In summary, we obtain the exact order-sign ACF formula in an explicit form as

figure b

3.2 Remark on the Original Derivation

Let us focus on the homogeneous case \(\lambda ^{(i)}=\lambda =1/M\) for all \(i\in {\Omega }\). In the original LMF argument, they heuristically estimated that the original metaorder length at \(\tau =1\) should obey the PDF

$$\begin{aligned} Q(L) = \frac{L\rho (L)}{\sum _{L=1}^\infty L\rho (L)} \end{aligned}$$
(25)

because a longer metaorder is likely to be observed with a higher probability. Furthermore, they assumed that the remaining metaorder length \(R_{\tau =1}^{(i)}\) is uniformly distributed within [1, L]. On these heuristic but reasonable assumptions, they estimated the order-sign ACF as

$$\begin{aligned} C_{\tau }^\textrm{LMF} = \frac{1}{L_{\textrm{avg}}} \sum _{L=1}^\infty \sum _{j=1}^{L-2}\sum _{h=0}^j \rho (L) \frac{(\tau -1)!}{h!(\tau -1-h)!}\lambda ^{h+1}(1-\lambda )^{\tau -1-h}, \>\>\> L_{\textrm{avg}}:= \sum _{L=1}^\infty L\rho (L). \end{aligned}$$
(26)

Our derivation is essentially similar to the original LMF argument. However, our derivation is more systematic and rigorous than the original LMF derivation in the sense that ours is based on the master equations without heuristic arguments.

**Job 1**:
Count the lines in the entries below that contain the word "utility", and reply with the number alone.

**Provided records**:
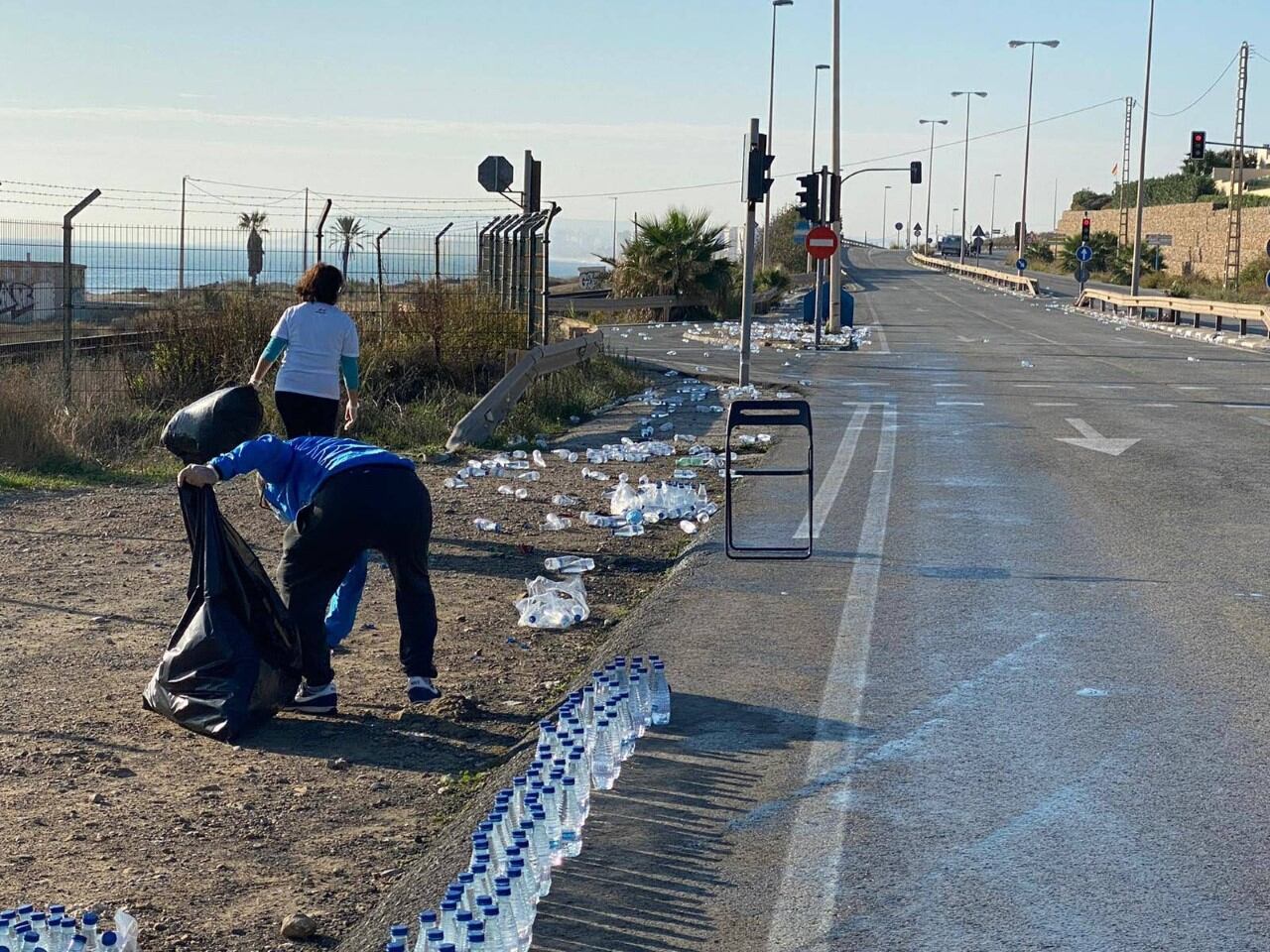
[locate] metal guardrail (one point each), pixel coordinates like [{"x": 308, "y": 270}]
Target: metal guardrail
[
  {"x": 492, "y": 409},
  {"x": 1176, "y": 306},
  {"x": 991, "y": 276}
]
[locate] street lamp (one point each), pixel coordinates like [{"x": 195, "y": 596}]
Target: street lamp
[
  {"x": 816, "y": 102},
  {"x": 992, "y": 221},
  {"x": 885, "y": 227},
  {"x": 1021, "y": 239},
  {"x": 965, "y": 168},
  {"x": 771, "y": 91},
  {"x": 930, "y": 173}
]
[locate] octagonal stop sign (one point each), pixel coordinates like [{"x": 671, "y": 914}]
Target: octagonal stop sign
[
  {"x": 822, "y": 241},
  {"x": 494, "y": 175}
]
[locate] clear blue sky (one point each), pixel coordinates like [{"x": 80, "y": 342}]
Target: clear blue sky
[{"x": 405, "y": 98}]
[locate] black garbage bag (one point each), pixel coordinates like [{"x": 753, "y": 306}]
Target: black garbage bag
[
  {"x": 213, "y": 424},
  {"x": 234, "y": 658}
]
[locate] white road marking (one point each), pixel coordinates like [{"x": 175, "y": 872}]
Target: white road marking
[
  {"x": 1092, "y": 439},
  {"x": 832, "y": 483},
  {"x": 811, "y": 884}
]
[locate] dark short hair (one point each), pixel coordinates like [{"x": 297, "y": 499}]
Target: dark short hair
[{"x": 320, "y": 284}]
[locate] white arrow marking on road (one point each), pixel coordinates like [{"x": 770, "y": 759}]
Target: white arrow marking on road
[{"x": 1091, "y": 439}]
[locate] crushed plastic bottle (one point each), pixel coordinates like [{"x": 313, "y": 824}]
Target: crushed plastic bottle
[{"x": 571, "y": 565}]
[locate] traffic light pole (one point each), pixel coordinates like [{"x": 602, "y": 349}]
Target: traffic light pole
[{"x": 747, "y": 286}]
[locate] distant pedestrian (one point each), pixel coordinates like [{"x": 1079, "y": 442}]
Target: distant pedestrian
[{"x": 318, "y": 344}]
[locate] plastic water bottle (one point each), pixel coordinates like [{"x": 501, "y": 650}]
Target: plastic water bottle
[
  {"x": 602, "y": 757},
  {"x": 661, "y": 694},
  {"x": 571, "y": 819},
  {"x": 552, "y": 814}
]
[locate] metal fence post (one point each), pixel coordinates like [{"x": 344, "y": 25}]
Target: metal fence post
[
  {"x": 436, "y": 252},
  {"x": 379, "y": 268},
  {"x": 321, "y": 223},
  {"x": 68, "y": 294},
  {"x": 547, "y": 273}
]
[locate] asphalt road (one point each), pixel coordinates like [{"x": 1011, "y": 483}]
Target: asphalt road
[{"x": 1017, "y": 698}]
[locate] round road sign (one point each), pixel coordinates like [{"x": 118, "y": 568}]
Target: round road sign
[{"x": 822, "y": 243}]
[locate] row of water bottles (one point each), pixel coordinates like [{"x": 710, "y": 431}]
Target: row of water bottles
[
  {"x": 31, "y": 928},
  {"x": 536, "y": 824}
]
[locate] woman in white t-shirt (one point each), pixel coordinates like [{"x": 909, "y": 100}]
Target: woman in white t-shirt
[{"x": 320, "y": 345}]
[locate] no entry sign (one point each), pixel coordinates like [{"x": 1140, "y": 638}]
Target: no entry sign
[{"x": 822, "y": 241}]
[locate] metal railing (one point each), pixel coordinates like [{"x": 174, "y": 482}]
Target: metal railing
[
  {"x": 1171, "y": 308},
  {"x": 1016, "y": 282}
]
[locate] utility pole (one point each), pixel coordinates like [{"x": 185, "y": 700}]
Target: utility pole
[
  {"x": 1234, "y": 232},
  {"x": 834, "y": 263},
  {"x": 747, "y": 286},
  {"x": 1135, "y": 282},
  {"x": 181, "y": 253},
  {"x": 1124, "y": 172}
]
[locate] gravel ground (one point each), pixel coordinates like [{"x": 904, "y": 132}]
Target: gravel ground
[{"x": 105, "y": 805}]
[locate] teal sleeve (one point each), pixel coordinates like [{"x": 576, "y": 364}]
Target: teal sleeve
[
  {"x": 348, "y": 366},
  {"x": 275, "y": 348}
]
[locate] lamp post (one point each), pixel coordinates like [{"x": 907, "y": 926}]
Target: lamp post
[
  {"x": 885, "y": 227},
  {"x": 965, "y": 168},
  {"x": 1142, "y": 157},
  {"x": 771, "y": 93},
  {"x": 930, "y": 173},
  {"x": 1021, "y": 238},
  {"x": 992, "y": 221},
  {"x": 816, "y": 103}
]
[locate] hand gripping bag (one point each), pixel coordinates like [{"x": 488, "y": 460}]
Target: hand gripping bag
[
  {"x": 213, "y": 424},
  {"x": 234, "y": 658}
]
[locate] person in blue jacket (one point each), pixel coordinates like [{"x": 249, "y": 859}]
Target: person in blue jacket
[{"x": 344, "y": 498}]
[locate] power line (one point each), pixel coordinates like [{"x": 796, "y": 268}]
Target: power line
[
  {"x": 1202, "y": 95},
  {"x": 921, "y": 150}
]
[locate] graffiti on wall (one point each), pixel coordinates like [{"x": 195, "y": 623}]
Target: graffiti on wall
[{"x": 16, "y": 299}]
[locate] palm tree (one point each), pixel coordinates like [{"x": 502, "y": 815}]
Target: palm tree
[
  {"x": 350, "y": 230},
  {"x": 677, "y": 254},
  {"x": 253, "y": 223}
]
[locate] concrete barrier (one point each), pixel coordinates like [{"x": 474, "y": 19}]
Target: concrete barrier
[
  {"x": 989, "y": 276},
  {"x": 1171, "y": 308},
  {"x": 483, "y": 419}
]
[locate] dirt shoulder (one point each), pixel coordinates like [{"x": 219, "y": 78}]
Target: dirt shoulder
[{"x": 105, "y": 805}]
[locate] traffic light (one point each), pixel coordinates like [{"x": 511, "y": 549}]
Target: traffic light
[
  {"x": 757, "y": 164},
  {"x": 810, "y": 198},
  {"x": 1199, "y": 141}
]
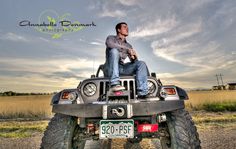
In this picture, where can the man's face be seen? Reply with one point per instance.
(124, 30)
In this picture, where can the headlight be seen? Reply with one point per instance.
(68, 97)
(151, 87)
(72, 96)
(90, 89)
(165, 91)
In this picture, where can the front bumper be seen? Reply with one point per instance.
(139, 109)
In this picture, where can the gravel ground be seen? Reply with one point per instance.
(212, 138)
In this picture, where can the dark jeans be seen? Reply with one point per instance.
(115, 69)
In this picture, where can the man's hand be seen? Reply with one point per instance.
(133, 54)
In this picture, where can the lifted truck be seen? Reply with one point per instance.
(92, 112)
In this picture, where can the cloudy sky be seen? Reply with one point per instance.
(185, 42)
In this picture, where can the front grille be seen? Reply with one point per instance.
(129, 85)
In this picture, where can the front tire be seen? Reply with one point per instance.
(59, 133)
(182, 131)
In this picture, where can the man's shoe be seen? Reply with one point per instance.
(143, 96)
(117, 87)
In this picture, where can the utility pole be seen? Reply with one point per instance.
(217, 79)
(221, 79)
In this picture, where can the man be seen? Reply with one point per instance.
(121, 59)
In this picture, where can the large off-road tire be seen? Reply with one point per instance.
(182, 131)
(59, 133)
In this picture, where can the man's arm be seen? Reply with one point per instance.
(111, 42)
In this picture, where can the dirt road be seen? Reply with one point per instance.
(211, 138)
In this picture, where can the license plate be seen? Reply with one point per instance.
(116, 129)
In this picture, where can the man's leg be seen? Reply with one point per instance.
(140, 69)
(113, 69)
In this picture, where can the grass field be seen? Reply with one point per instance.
(38, 106)
(222, 100)
(35, 106)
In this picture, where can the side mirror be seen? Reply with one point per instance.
(153, 74)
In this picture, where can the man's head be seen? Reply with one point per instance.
(122, 29)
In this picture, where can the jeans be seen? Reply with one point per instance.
(115, 69)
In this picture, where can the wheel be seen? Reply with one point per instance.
(182, 131)
(60, 133)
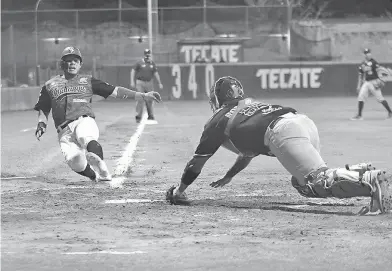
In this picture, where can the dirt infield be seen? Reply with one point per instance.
(56, 220)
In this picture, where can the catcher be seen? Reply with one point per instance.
(69, 97)
(250, 128)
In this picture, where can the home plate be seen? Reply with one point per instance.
(121, 201)
(104, 252)
(117, 182)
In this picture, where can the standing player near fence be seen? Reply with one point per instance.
(369, 82)
(145, 71)
(69, 98)
(250, 128)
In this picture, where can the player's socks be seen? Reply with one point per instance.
(88, 172)
(386, 105)
(360, 108)
(94, 147)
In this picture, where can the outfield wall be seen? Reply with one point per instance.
(293, 79)
(193, 81)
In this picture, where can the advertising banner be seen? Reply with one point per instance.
(193, 81)
(211, 51)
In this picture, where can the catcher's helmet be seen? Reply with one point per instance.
(70, 50)
(225, 89)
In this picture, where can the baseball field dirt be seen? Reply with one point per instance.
(53, 219)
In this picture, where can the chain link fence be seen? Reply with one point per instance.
(119, 36)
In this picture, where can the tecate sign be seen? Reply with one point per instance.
(289, 78)
(228, 53)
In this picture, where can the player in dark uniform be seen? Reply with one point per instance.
(145, 71)
(250, 128)
(69, 98)
(369, 82)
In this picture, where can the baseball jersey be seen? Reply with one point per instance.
(70, 99)
(369, 69)
(247, 131)
(145, 70)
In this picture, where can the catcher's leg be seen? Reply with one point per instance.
(149, 104)
(139, 104)
(362, 95)
(74, 155)
(343, 183)
(295, 142)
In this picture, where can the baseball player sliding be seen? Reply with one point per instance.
(369, 82)
(69, 97)
(145, 71)
(250, 128)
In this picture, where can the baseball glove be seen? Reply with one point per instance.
(175, 199)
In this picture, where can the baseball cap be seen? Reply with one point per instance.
(70, 50)
(147, 51)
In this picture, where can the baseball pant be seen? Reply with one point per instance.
(73, 141)
(144, 86)
(295, 142)
(372, 87)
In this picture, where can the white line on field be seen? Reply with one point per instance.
(49, 189)
(105, 252)
(120, 201)
(126, 159)
(18, 177)
(28, 129)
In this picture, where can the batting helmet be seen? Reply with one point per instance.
(225, 89)
(71, 51)
(147, 52)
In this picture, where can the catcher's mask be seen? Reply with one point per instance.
(67, 62)
(225, 89)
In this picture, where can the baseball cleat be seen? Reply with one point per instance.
(357, 118)
(381, 199)
(151, 121)
(99, 166)
(361, 167)
(175, 199)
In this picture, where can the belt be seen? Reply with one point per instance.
(65, 124)
(275, 121)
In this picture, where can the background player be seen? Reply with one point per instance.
(145, 71)
(69, 97)
(369, 82)
(251, 128)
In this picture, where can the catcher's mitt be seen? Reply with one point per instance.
(175, 199)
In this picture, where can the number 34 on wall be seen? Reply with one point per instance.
(192, 82)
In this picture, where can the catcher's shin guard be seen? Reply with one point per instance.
(338, 183)
(381, 192)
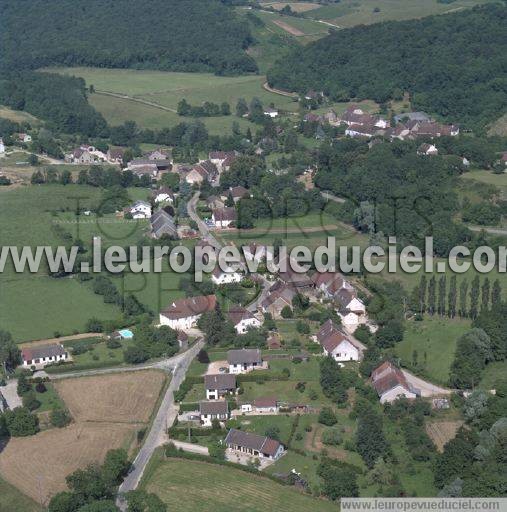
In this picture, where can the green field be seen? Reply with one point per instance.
(167, 89)
(437, 338)
(12, 499)
(222, 489)
(349, 13)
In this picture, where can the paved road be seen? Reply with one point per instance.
(203, 227)
(167, 365)
(157, 435)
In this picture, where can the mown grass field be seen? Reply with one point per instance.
(436, 337)
(222, 489)
(167, 89)
(349, 13)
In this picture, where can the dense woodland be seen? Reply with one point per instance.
(452, 65)
(176, 35)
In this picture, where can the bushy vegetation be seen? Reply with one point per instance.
(160, 34)
(439, 60)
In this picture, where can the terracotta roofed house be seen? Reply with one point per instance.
(219, 385)
(251, 444)
(182, 314)
(242, 319)
(43, 355)
(244, 360)
(390, 383)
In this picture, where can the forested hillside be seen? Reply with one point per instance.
(178, 35)
(454, 65)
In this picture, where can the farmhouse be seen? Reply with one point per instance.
(390, 383)
(215, 410)
(163, 224)
(163, 195)
(427, 150)
(337, 345)
(224, 217)
(244, 360)
(43, 355)
(219, 276)
(242, 319)
(266, 405)
(219, 385)
(115, 155)
(279, 296)
(258, 446)
(140, 210)
(182, 314)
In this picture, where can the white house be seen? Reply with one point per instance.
(242, 319)
(224, 217)
(219, 385)
(163, 195)
(140, 210)
(182, 314)
(260, 447)
(266, 405)
(390, 383)
(244, 360)
(219, 276)
(215, 410)
(271, 112)
(43, 355)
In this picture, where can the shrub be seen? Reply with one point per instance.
(327, 417)
(332, 436)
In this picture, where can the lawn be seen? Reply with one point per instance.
(222, 489)
(435, 337)
(12, 499)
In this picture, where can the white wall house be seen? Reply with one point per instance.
(219, 277)
(43, 355)
(244, 360)
(243, 320)
(182, 314)
(140, 210)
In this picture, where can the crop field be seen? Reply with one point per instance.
(12, 499)
(349, 13)
(223, 489)
(166, 89)
(119, 398)
(442, 431)
(435, 337)
(107, 411)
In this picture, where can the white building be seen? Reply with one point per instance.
(243, 320)
(140, 210)
(182, 314)
(244, 360)
(219, 277)
(43, 355)
(260, 447)
(215, 410)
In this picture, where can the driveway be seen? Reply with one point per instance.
(10, 393)
(165, 417)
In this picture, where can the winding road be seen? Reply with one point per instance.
(165, 417)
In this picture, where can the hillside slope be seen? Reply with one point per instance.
(453, 65)
(178, 35)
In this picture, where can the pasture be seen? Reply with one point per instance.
(436, 337)
(349, 13)
(107, 412)
(166, 89)
(222, 489)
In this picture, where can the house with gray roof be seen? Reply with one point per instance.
(163, 224)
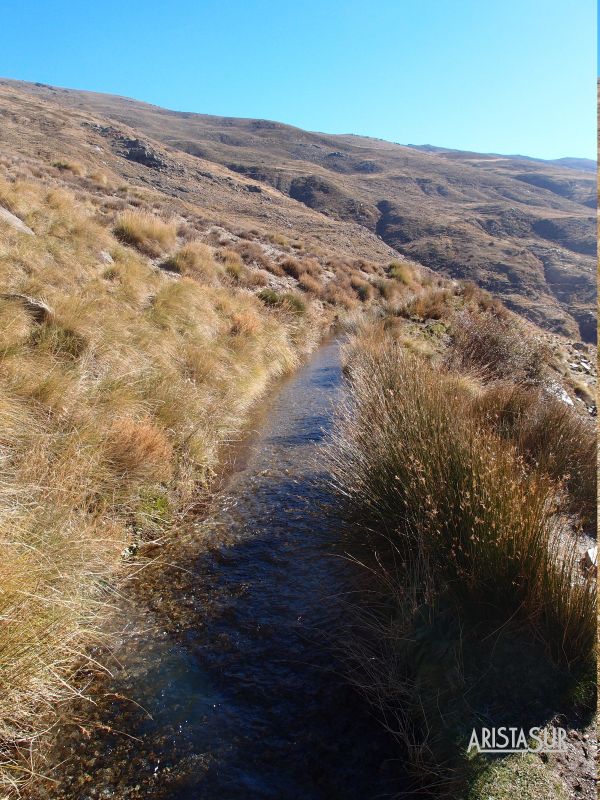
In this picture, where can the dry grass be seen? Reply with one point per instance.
(132, 384)
(310, 284)
(550, 434)
(195, 260)
(458, 526)
(497, 348)
(147, 233)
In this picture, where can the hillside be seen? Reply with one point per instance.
(521, 228)
(160, 272)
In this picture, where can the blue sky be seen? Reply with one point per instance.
(508, 76)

**Job 2**:
For each statement, say whether the passage above on the original derivation supports it (yes or no), quoting the words that decide it. (a) The original LMF argument assumed the remaining metaorder length is uniformly distributed within [1, L]. (b) The authors' derivation relies on heuristic arguments rather than master equations. (c) The authors call their derivation essentially similar to the original LMF argument.

**Expected answer 1**:
3

**Expected answer 2**:
(a) Yes: "is uniformly distributed within [1, L]"
(b) No: "ours is based on the master equations without heuristic arguments"
(c) Yes: "Our derivation is essentially similar to the original LMF argument"